◆ Written exercise: Switch "saddle pad" to "saddle blanket" in the stretch from the line containing "Give the segmentation of every instance of the green" through the line containing "Mark the region of each instance of the green", and give back only those lines with everything else unchanged.
START Input rows
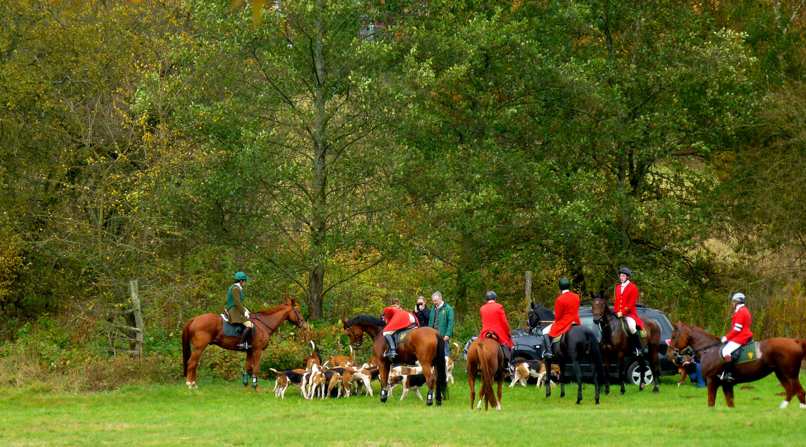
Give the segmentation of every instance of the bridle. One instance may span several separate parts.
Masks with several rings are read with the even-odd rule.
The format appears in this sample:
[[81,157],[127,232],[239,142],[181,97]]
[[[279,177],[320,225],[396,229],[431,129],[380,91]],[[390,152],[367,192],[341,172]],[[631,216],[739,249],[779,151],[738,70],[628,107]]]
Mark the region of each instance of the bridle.
[[[677,352],[680,352],[680,348],[677,347],[677,343],[680,341],[680,333],[683,332],[683,325],[680,324],[680,323],[678,323],[676,329],[677,329],[677,336],[675,337],[675,341],[671,343],[671,346],[670,347],[674,348],[675,350],[676,350]],[[712,344],[705,346],[704,348],[700,348],[699,350],[695,350],[693,348],[692,348],[692,349],[694,351],[694,354],[696,354],[699,352],[707,351],[708,350],[710,350],[711,348],[713,348],[715,346],[720,346],[721,344],[722,344],[721,341],[717,341],[716,343],[712,343]],[[683,348],[685,348],[685,347],[686,346],[683,346]]]

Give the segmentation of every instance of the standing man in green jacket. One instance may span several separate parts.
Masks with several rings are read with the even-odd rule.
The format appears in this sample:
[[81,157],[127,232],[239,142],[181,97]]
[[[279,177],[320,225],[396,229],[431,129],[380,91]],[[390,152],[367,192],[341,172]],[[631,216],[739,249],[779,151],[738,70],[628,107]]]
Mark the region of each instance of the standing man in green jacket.
[[453,308],[442,300],[442,294],[439,291],[431,295],[431,301],[434,302],[434,308],[431,309],[431,315],[428,317],[428,326],[442,334],[442,337],[445,338],[445,355],[451,355],[449,341],[453,337]]
[[238,343],[238,347],[244,350],[251,347],[251,345],[247,342],[247,337],[251,333],[254,326],[249,321],[249,311],[243,307],[243,284],[248,279],[246,273],[239,271],[235,274],[235,284],[230,286],[230,290],[226,291],[226,315],[230,323],[246,326],[243,333],[241,334],[241,341]]

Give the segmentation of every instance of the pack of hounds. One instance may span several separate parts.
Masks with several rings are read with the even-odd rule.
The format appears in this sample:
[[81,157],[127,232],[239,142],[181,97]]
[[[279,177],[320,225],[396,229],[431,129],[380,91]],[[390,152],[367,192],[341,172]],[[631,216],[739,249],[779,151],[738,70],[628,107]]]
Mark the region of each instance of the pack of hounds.
[[[298,387],[302,397],[308,400],[343,395],[350,397],[360,395],[362,391],[364,395],[372,395],[371,384],[373,380],[378,379],[379,375],[378,361],[375,357],[361,364],[355,360],[355,353],[351,346],[349,357],[334,355],[322,363],[322,356],[316,352],[316,345],[313,341],[310,345],[311,352],[302,359],[301,368],[286,371],[269,368],[277,375],[274,384],[275,397],[285,399],[285,391],[291,386]],[[445,357],[447,376],[451,383],[454,382],[454,359],[459,354],[459,344],[454,343],[454,346],[456,346],[454,355]],[[389,397],[398,385],[403,389],[401,400],[409,391],[413,391],[422,400],[418,388],[426,386],[426,376],[419,362],[413,366],[392,368],[387,385]]]

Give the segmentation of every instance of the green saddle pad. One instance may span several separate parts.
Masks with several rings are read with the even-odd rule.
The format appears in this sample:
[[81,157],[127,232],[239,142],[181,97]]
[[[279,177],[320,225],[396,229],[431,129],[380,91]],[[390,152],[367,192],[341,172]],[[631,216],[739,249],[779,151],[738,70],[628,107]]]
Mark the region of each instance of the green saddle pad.
[[[720,350],[719,355],[720,357],[722,356],[722,350]],[[731,357],[733,358],[733,363],[737,365],[758,360],[761,358],[761,349],[758,342],[751,341],[746,345],[742,345],[741,348],[733,351]],[[722,357],[722,360],[725,360],[724,357]]]
[[395,343],[402,343],[403,341],[405,341],[405,339],[409,337],[409,333],[416,329],[419,328],[413,328],[395,333]]
[[243,325],[231,325],[224,321],[224,335],[227,337],[240,337],[243,333]]

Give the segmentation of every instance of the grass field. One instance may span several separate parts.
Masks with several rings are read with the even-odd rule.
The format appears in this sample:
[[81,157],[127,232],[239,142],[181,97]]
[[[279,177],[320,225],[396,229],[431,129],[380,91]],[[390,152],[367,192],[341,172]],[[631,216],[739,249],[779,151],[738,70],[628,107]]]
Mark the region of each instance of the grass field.
[[260,393],[222,381],[192,391],[184,382],[89,394],[6,390],[0,445],[806,445],[806,410],[796,402],[779,409],[773,376],[737,389],[735,409],[721,391],[708,408],[704,388],[665,378],[659,395],[629,387],[597,406],[591,385],[580,405],[575,385],[562,399],[559,388],[546,399],[534,386],[505,387],[499,413],[470,410],[456,369],[451,399],[428,408],[413,393],[400,402],[400,388],[385,404],[377,393],[309,402],[296,388],[280,400],[268,380]]

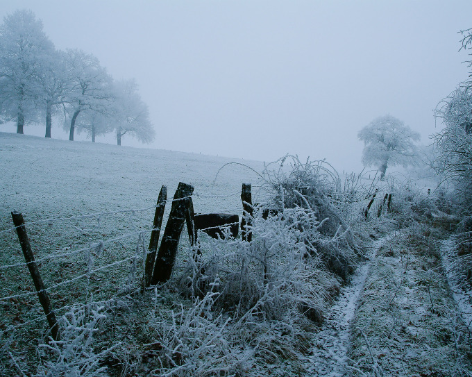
END Input rows
◆ Finished task:
Give the segmentation of every instance of the green saddle blanket. One instance may span several separate parts.
Masks with several rings are read with the even-odd rule.
The format appears in this sample:
[[81,157],[127,232],[239,142],[181,97]]
[[[279,177],[320,225],[396,229],[431,129],[380,91]],[[390,152],[367,192],[341,172]],[[631,216],[739,249],[779,151],[738,70],[628,107]]]
Mark the region of each instance of the green saddle blanket.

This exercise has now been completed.